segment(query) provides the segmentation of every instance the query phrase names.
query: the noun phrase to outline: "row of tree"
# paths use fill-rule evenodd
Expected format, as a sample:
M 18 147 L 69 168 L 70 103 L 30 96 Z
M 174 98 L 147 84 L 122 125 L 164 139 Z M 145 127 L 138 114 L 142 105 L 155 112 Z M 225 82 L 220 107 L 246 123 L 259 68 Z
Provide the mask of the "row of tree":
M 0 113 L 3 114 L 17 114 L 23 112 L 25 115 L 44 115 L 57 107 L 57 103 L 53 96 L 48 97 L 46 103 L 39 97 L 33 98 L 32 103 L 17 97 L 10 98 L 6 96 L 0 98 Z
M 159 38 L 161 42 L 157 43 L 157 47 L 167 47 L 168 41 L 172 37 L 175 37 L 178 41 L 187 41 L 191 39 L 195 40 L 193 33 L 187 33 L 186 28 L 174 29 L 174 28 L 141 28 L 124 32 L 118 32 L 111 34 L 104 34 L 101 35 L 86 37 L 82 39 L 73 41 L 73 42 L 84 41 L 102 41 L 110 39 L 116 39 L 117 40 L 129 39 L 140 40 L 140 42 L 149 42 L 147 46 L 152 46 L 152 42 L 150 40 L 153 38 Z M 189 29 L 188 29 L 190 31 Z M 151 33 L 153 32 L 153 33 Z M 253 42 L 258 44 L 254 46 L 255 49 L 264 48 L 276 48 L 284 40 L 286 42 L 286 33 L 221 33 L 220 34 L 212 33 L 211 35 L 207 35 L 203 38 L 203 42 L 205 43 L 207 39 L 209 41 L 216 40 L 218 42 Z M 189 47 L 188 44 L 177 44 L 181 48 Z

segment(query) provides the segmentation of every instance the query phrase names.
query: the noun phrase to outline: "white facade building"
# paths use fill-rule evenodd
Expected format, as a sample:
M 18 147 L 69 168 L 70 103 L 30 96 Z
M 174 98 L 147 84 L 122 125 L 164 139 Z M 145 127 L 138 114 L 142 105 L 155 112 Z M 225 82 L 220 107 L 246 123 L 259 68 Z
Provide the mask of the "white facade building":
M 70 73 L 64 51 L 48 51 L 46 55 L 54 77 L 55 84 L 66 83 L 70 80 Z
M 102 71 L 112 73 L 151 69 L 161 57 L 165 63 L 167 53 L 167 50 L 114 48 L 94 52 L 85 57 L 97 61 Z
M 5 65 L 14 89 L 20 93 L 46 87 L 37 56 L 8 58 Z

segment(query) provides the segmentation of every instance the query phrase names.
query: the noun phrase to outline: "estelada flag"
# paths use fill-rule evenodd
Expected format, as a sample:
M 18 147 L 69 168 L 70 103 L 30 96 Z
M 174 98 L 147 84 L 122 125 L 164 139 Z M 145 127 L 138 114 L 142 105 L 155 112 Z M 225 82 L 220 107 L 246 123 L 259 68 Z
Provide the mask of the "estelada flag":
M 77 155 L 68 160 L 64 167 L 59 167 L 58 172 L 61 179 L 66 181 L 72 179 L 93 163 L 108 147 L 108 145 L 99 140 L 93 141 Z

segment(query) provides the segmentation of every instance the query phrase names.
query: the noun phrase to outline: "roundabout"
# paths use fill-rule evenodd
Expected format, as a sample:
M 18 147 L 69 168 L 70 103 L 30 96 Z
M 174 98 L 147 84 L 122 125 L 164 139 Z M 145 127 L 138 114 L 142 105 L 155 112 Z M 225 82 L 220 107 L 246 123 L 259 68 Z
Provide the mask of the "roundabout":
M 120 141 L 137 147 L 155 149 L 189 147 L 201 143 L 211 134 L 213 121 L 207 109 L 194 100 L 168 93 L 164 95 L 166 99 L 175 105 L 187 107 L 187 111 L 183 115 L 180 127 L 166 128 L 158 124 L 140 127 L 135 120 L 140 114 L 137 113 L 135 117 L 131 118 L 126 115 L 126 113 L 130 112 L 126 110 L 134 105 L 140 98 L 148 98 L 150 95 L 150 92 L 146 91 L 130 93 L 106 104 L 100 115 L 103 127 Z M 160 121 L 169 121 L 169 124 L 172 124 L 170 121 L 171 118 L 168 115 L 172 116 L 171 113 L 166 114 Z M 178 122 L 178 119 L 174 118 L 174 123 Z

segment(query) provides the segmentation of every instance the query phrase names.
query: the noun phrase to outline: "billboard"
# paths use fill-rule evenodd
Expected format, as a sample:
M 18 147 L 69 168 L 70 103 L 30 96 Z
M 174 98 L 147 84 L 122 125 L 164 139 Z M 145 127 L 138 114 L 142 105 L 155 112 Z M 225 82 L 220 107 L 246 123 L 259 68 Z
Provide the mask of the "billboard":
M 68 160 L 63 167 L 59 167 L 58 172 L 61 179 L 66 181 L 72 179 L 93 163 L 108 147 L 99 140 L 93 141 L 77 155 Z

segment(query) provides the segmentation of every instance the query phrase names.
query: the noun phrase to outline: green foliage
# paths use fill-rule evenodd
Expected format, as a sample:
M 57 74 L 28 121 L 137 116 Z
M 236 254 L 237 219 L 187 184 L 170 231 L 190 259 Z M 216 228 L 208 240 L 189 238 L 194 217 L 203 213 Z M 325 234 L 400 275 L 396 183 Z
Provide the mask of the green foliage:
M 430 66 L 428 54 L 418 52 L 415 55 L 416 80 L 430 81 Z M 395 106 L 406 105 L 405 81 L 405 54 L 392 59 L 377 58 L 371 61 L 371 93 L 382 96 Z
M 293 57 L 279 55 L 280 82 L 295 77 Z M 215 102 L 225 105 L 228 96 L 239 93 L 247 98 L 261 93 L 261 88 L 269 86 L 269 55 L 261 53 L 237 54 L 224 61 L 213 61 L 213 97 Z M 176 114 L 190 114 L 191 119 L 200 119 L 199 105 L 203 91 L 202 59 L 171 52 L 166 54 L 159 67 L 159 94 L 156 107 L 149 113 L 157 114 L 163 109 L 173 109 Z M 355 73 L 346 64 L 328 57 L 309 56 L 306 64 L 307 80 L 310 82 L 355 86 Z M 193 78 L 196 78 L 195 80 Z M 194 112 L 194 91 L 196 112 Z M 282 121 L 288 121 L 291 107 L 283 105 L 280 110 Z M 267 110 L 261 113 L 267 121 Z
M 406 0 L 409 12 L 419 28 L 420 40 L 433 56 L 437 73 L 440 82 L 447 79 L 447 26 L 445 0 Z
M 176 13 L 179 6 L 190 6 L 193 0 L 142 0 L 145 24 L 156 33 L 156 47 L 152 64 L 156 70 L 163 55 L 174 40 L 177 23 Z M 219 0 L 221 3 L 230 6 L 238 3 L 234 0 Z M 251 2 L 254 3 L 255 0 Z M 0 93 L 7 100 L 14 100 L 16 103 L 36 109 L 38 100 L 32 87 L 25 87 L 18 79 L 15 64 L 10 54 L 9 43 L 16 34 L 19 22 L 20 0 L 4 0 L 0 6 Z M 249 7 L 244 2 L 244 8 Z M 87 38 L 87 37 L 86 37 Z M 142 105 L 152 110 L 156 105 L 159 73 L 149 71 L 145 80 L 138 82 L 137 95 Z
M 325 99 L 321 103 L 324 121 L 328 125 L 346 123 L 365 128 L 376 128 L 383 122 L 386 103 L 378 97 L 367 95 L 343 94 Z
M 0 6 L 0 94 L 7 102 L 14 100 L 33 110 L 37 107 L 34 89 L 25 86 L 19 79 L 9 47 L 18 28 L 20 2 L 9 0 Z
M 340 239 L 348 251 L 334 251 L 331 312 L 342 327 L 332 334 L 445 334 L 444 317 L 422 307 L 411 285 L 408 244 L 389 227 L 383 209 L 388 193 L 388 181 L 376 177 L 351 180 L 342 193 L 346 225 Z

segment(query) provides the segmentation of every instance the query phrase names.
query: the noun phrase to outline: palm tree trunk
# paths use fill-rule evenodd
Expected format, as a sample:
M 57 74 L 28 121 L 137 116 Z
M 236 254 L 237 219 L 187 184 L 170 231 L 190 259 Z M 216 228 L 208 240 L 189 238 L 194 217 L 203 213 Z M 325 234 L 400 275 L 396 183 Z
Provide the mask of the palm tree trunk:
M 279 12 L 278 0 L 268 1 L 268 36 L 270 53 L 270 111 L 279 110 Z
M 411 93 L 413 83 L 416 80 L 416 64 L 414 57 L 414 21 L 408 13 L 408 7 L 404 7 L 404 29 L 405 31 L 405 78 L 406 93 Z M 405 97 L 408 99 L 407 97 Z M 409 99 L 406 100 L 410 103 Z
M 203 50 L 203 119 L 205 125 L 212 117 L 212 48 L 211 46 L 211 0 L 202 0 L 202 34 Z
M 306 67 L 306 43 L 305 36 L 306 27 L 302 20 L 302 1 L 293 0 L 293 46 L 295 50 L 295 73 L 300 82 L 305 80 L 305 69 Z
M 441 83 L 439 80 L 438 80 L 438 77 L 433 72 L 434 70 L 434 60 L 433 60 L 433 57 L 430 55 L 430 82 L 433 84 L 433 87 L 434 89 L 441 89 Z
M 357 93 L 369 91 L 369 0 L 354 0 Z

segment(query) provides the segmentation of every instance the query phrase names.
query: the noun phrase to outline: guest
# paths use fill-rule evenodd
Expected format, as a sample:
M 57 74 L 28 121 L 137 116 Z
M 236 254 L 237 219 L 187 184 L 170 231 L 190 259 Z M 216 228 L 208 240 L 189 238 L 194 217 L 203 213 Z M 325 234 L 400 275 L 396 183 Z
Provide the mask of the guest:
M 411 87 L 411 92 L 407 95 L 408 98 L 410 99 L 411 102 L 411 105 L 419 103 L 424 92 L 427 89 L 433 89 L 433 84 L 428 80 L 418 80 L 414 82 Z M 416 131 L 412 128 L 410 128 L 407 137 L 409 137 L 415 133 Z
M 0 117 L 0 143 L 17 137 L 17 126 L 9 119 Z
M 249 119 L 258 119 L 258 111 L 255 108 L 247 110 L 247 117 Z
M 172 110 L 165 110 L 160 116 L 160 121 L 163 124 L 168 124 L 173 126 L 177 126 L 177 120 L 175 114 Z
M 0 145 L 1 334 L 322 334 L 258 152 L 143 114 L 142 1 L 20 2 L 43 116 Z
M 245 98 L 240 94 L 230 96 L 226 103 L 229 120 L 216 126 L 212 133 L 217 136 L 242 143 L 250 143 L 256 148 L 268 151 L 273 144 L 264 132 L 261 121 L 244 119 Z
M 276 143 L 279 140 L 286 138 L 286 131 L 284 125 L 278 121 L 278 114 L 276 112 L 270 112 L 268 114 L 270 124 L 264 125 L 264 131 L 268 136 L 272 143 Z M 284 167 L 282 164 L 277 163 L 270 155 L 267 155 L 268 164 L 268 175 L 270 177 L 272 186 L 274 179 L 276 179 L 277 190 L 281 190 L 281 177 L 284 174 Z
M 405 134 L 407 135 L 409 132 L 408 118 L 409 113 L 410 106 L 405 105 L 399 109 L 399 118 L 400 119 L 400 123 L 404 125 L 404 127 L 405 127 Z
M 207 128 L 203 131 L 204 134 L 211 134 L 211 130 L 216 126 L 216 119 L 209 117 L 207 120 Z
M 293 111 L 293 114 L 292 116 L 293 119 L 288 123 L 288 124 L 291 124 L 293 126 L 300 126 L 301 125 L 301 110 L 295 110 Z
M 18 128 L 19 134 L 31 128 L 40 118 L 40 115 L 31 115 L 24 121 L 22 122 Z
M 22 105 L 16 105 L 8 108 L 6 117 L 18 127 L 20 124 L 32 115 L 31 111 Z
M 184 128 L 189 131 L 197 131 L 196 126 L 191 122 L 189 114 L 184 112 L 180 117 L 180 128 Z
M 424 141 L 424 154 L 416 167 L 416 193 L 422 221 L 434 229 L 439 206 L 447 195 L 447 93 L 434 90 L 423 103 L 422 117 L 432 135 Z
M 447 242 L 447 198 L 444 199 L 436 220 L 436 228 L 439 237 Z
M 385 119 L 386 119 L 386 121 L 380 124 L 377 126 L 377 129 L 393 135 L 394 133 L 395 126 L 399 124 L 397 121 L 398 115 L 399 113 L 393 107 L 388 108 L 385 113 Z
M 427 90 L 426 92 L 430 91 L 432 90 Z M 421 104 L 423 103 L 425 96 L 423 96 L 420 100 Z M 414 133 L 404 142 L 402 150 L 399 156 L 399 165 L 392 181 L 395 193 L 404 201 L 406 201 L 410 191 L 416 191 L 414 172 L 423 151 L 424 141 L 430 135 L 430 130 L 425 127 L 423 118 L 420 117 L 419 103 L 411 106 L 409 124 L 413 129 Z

→ **SET EXERCISE**
Find every line in the rows above that contains the word "flag", and copy each of those lines.

→ **TASK RESPONSE**
query: the noun phrase to outline: "estelada flag"
Provide the mask of the "estelada flag":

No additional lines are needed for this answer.